#### EXCERPTED PASSAGE:

10. Tap the crowd. It turns out that Guy uses his followers to edit his books! Really! He sends out PDFs to people who request after he asks if anyone wants to help him copyedit, and he gets responses. He claims he gets plenty of useful tidbits here. I believe him. I think this is an excellent idea, but I’m not sure fiction writers want to follow this advice. And if you don’t have 4.5 million Google Plus followers (circlers?) don’t expect to get many people who take you up on this. But still an idea worth investigating, for self-published authors.

11. Repeat posts. This is controversial, but he’s right that not everyone on your Twitter feed will see your link, especially if you post at 6 am UK time and no one in the US is awake except a few night owls. (This is my number one problem, by the way, since I refuse to autotweet. It’s all about that warm fuzzy feeling, which you don’t get when you auto-tweet.) He says he posts tweets four times, eight hours apart. That’s probably not a bad idea, since it would be a shame if someone missed that tweet about rat bladders.

Coming up: World’s Techiest Guy Uses Virtual Assistant!

Next, there’s a demo about how to post on Google Plus. I almost clicked away at this point, afraid I would toss a brick at my iMac in frustration, but there were a couple tips here I really liked. Not about promoting your book, but about some neat utilities and Chrome extensions I intend to check out. One is a clipboard manager, Jump Cut; another is a utility called Snaps Pro; and the third was an extension called DoShare. I’ll get back to you on those.

#### GIVEN DATA:
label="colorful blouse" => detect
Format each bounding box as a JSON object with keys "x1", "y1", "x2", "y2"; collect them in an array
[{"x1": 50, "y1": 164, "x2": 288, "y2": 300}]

#### WORK TO COMPLETE:
(1) Please rewrite the book-promotion blog post, starting with "10. Tap the" and going on through "for self-published authors.", swapping in "fans" for "followers".
(2) Pick up the book-promotion blog post after its final sentence and keep writing.
This material comes from a separate source.

#### THE RESPONSES:
(1)
10. Tap the crowd. It turns out that Guy uses his fans to edit his books! Really! He sends out PDFs to people who request after he asks if anyone wants to help him copyedit, and he gets responses. He claims he gets plenty of useful tidbits here. I believe him. I think this is an excellent idea, but I’m not sure fiction writers want to follow this advice. And if you don’t have 4.5 million Google Plus fans (circlers?) don’t expect to get many people who take you up on this. But still an idea worth investigating, for self-published authors.

(2)
Then came the Q&A period. Frankly, I wished Guy had pointed out that it’s really, really easy to get followers when you’ve been known in the tech world (and even beyond—I don’t consider myself a techie yet I’ve known who he was since around 1986). But no, he gave the usual advice: start out by interacting with people who are well-known “thought leaders” in the niche you write about. Easier said than done, but he wouldn’t know that, since he is the very definition of a thought leader.

He was asked about using a penname, and here he completely whiffed the ball. He’d never use a penname, for obvious reasons. So he mumbled something about sharing your penname with your friends and relatives on Facebook. He also assumed the only reason you’d want to use a penname is if you write sadomasochistic sex novels. Clearly he needs to expand his genre reading.

Then the clincher: someone asked about how much time it takes to do all this social media. Here is where everything he said earlier went kablooey. He hires people to do his social media. He has a “ghost” who tweets for him, and a virtual assistant (no explanation of the difference between a “ghost” and a “virtual assistant”) who posts to Facebook and Google Plus. Pinterest is also “done by someone else.”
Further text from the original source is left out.